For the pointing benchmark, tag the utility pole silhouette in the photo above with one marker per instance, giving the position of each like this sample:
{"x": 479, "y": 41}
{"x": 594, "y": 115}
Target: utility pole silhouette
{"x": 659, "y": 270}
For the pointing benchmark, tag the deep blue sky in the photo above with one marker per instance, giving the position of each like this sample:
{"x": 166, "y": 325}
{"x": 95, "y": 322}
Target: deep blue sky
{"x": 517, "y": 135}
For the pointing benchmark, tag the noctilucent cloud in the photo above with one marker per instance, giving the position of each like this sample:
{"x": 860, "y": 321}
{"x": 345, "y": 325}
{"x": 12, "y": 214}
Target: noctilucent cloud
--
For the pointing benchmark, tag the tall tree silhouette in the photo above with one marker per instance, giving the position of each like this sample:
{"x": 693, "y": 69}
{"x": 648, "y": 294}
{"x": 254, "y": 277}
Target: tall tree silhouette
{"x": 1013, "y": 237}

■ Short task
Render the lines above, starting at the line with "For the pointing benchmark, tag the noctilucent" and running up to and including the line with "Target: noctilucent cloud", as a JSON list of strings. Use one string per line and omit any blank lines.

■ Reply
[
  "For the pointing benchmark, tag the noctilucent cloud in the photo above with one marker per instance, giving the position of each like this sample:",
  "{\"x\": 860, \"y\": 321}",
  "{\"x\": 345, \"y\": 325}",
  "{\"x\": 12, \"y\": 214}",
  "Target: noctilucent cloud"
]